***** Records shown

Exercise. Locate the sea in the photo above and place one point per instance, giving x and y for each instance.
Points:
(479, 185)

**********
***** Records shown

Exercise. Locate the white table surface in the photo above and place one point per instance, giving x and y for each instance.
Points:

**********
***** Records shown

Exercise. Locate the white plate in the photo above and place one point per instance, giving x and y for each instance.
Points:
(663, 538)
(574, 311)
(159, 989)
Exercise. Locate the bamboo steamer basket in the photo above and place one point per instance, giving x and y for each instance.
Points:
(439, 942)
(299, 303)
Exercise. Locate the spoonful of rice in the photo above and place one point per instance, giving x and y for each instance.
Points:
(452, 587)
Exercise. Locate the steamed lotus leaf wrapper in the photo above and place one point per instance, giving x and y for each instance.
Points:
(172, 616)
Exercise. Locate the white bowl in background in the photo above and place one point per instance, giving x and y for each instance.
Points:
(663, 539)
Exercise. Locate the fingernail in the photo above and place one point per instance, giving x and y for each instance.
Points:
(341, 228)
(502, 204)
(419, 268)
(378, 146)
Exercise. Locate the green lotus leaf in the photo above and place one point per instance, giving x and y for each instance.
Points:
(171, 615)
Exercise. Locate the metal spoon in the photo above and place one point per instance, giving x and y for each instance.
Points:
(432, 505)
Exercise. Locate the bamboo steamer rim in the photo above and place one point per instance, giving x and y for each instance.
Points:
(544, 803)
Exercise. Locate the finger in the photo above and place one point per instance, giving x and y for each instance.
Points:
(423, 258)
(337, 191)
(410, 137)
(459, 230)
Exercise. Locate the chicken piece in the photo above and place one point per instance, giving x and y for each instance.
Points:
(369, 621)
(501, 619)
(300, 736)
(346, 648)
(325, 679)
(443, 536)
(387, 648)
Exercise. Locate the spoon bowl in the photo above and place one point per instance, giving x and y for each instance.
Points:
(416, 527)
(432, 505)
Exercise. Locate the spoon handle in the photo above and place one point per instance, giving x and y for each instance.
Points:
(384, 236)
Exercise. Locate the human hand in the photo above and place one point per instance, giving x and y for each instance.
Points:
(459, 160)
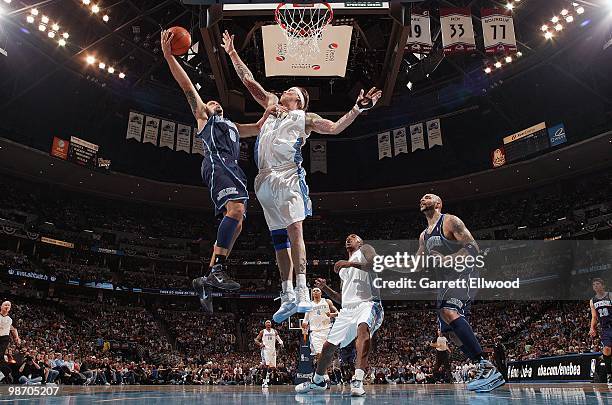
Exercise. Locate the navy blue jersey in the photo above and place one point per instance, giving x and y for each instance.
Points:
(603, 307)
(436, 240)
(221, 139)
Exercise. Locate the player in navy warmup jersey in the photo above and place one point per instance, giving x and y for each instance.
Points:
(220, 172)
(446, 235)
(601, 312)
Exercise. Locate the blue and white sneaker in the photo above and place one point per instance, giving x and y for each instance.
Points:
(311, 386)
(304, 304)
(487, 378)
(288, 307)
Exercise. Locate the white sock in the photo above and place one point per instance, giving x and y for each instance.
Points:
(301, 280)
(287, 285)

**********

Please provide the number of lines in the listing above that contain the word "blue", and nothing further.

- Result
2